▶ Problem to work on: What do the lines say from the one containing "the office chair" to the end of the records? Restate them word for word, and only those.

══════════

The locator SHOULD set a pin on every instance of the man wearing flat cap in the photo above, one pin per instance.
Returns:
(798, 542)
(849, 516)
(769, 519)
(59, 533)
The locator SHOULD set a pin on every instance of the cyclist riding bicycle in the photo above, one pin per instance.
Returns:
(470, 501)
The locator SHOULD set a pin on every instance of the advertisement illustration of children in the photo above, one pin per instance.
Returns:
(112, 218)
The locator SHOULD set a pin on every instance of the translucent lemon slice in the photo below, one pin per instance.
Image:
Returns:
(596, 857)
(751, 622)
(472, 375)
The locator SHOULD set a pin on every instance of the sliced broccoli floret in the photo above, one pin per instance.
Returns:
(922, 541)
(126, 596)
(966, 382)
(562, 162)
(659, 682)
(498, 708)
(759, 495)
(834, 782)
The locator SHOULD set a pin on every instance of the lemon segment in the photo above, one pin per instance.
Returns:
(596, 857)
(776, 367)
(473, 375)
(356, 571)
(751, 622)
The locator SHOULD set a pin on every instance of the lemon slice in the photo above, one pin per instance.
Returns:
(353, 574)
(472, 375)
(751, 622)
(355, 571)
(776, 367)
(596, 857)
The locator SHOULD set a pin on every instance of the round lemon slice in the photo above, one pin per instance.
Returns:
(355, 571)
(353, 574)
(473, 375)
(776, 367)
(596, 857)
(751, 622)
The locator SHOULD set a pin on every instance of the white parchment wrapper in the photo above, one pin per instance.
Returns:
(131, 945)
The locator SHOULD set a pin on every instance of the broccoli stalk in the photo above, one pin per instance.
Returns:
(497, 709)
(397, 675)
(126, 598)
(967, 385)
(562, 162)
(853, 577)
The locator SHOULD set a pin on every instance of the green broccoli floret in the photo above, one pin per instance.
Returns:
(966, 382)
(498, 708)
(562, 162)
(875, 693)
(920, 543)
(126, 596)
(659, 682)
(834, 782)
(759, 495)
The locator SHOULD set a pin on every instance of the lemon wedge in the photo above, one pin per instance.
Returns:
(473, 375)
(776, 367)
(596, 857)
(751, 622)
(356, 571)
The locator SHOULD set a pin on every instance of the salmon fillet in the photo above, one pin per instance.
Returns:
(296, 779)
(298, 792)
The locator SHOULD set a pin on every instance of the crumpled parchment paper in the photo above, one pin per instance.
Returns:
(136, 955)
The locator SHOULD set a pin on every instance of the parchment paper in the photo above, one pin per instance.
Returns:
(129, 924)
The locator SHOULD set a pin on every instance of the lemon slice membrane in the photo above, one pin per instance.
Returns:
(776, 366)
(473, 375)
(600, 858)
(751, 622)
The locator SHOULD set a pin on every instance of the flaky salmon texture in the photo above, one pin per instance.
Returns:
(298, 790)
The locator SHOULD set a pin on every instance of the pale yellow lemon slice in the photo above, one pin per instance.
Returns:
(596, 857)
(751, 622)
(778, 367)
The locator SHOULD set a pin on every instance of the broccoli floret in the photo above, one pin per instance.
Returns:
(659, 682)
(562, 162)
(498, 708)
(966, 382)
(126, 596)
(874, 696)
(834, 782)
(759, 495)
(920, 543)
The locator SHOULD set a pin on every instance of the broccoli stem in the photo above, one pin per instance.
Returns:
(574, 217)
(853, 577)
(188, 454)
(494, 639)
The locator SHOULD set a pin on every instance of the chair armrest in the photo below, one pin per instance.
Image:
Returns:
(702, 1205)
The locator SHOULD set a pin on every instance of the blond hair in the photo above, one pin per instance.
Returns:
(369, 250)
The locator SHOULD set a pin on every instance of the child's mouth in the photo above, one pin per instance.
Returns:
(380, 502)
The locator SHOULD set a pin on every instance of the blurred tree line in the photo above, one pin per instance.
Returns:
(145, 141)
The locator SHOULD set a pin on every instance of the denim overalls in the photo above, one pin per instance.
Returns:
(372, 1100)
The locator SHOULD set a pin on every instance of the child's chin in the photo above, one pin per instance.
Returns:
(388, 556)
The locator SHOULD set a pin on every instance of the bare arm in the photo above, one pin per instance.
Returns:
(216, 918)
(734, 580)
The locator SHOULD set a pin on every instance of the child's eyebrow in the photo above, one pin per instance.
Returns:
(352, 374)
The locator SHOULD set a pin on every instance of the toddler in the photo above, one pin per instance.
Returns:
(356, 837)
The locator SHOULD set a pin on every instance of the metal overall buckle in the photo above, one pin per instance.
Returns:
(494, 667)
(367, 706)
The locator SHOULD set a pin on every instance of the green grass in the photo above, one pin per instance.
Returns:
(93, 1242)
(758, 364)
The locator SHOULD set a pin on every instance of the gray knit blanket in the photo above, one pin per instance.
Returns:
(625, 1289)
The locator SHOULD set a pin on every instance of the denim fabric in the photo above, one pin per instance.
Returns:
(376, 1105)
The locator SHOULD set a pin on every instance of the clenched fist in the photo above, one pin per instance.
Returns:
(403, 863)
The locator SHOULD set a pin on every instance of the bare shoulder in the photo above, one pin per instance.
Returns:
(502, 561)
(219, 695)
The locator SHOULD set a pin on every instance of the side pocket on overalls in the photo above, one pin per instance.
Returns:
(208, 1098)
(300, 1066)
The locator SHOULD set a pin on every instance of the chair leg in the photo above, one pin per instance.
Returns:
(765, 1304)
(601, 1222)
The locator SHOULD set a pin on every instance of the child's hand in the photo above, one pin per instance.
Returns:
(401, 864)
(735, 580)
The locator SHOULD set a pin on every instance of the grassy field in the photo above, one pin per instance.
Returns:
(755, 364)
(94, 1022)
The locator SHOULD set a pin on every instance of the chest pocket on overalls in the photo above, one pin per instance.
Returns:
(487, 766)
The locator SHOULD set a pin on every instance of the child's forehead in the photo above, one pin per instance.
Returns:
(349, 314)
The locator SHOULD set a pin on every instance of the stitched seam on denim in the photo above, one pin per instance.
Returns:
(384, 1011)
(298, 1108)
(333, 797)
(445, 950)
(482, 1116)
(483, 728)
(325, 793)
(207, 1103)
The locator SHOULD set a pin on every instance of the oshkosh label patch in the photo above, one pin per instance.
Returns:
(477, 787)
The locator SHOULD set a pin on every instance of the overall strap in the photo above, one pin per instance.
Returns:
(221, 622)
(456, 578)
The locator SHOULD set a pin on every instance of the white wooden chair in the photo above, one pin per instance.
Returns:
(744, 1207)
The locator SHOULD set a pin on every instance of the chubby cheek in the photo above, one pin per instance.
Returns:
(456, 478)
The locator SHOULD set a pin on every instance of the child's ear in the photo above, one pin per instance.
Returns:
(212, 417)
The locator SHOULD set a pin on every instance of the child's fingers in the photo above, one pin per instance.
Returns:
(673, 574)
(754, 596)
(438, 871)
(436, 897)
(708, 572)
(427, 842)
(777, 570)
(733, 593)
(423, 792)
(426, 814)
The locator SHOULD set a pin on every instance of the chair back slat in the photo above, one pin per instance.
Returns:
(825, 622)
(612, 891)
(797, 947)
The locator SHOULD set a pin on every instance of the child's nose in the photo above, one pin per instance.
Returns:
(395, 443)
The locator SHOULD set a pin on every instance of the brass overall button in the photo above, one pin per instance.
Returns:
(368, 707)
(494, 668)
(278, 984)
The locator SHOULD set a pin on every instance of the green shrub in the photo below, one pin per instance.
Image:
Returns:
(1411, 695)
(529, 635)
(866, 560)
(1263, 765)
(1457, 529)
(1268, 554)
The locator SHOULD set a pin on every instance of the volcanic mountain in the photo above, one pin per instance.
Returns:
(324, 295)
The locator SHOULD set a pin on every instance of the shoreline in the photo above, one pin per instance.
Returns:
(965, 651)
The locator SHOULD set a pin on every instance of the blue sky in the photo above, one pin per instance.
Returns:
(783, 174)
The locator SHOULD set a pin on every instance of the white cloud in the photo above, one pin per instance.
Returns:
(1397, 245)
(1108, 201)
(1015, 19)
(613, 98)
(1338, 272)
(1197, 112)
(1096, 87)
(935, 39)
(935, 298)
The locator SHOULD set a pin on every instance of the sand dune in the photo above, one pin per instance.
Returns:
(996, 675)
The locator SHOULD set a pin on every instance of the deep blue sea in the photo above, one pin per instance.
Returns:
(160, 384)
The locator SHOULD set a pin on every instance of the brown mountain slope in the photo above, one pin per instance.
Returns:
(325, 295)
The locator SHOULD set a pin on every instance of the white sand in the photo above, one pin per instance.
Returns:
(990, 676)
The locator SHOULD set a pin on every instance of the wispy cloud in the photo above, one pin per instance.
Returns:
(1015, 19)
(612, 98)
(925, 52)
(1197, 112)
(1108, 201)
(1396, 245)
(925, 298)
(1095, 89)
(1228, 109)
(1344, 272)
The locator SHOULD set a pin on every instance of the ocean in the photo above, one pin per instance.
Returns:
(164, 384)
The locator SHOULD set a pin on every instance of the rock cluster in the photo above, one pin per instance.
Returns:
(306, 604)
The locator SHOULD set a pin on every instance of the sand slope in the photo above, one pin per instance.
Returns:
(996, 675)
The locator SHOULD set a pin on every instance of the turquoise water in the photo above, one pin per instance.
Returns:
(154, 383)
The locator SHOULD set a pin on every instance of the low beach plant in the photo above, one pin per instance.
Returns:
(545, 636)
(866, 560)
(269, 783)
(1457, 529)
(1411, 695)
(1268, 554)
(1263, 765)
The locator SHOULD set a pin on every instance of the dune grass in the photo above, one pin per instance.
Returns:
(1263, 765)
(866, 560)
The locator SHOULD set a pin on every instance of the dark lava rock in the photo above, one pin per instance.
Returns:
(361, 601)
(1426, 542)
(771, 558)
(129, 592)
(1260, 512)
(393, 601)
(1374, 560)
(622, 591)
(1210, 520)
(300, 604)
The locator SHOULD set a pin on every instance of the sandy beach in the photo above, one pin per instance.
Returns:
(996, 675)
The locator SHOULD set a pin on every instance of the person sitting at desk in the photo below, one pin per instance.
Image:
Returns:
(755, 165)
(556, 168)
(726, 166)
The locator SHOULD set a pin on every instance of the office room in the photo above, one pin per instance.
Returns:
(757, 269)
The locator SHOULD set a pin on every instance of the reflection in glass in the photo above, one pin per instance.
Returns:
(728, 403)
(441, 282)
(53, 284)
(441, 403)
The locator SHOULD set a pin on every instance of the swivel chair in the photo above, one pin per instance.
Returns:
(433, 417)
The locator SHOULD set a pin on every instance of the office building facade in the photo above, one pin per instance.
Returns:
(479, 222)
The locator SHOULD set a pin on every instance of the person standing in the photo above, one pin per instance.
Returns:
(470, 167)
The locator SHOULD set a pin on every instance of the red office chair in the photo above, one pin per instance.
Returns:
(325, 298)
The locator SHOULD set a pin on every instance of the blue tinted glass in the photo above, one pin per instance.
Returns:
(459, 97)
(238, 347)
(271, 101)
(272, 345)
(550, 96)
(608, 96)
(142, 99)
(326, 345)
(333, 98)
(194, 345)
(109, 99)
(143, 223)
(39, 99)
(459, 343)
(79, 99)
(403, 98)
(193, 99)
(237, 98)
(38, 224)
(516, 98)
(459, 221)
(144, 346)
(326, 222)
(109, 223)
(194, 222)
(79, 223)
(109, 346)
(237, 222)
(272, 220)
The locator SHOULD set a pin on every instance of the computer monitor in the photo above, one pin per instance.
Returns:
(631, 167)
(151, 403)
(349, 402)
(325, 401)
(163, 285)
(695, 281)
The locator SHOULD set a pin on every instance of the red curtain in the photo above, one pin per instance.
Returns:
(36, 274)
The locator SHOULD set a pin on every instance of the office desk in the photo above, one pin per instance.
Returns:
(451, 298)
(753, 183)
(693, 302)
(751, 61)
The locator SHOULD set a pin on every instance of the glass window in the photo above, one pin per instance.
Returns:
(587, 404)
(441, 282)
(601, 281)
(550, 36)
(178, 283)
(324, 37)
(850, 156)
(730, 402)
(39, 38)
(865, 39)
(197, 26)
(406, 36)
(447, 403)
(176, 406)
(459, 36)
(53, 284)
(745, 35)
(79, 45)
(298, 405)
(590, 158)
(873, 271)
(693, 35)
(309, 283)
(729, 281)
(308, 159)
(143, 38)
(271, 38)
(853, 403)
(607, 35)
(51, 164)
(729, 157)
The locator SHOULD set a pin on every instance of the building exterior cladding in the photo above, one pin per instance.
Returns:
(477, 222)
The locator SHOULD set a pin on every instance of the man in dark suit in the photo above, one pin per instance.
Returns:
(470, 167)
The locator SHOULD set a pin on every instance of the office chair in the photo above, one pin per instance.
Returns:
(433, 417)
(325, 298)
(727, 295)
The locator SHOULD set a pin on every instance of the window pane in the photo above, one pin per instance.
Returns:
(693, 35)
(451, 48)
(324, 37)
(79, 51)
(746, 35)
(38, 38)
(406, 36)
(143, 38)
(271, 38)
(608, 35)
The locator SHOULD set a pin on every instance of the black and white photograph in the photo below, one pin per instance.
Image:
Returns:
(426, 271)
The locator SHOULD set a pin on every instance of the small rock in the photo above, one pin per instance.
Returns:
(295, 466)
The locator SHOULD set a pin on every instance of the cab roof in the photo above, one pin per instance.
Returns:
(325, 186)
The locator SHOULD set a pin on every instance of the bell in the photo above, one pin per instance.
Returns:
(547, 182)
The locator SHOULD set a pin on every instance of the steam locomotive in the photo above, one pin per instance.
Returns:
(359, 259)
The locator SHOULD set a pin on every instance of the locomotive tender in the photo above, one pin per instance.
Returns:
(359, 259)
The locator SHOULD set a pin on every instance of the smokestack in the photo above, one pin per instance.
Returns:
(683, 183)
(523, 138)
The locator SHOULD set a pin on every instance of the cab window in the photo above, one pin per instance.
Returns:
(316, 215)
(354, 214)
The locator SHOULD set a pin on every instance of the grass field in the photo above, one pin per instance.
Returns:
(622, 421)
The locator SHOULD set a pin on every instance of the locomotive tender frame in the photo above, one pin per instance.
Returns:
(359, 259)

══════════

▶ Result of the exercise:
The locator SHOULD set a pin on every instance of the office chair in the photo above, one pin per instance.
Returns:
(433, 417)
(325, 298)
(727, 295)
The locator SHOULD set a pin on every instance of the window pane in the photo above, one pin per instance.
Returns:
(693, 35)
(451, 48)
(324, 37)
(79, 51)
(746, 35)
(38, 38)
(406, 36)
(143, 38)
(271, 38)
(608, 35)
The locator SHOULD set a pin on every instance of the black and white photograph in the photo below, one pin per instance.
Image:
Returns:
(426, 271)
The locator SHOULD set a pin on every instance of the small rock in the photo above, one pin per instance.
Returns:
(295, 466)
The locator SHOULD set a pin on every instance of the cab roof in the photo above, one pin per instance.
Returns:
(325, 186)
The locator SHOULD set a pin on every instance of the bell in the photo above, one pin per instance.
Returns:
(547, 182)
The locator SHOULD set a pin on every instance of the steam locomotive in the photo above, one pin per instance.
Returns:
(359, 259)
The locator SHOULD set a pin on every instance of the locomotive tender in the photo above, one pin per instance.
Returns:
(359, 259)
The locator SHOULD set a pin on every instance of the smokestack in the photo above, one pin per instance.
Returns:
(683, 183)
(523, 138)
The locator SHOULD set a pin on every instance of the cab window in the photo above, one pin per instance.
Returns:
(316, 215)
(354, 214)
The locator SHOULD set a pin on every instance of the grass field in the photo above, one pin per instance.
Returns:
(622, 421)
The locator SHOULD set a pin on every instance of the locomotive tender frame in the photo above, one pin per instance.
Returns:
(359, 259)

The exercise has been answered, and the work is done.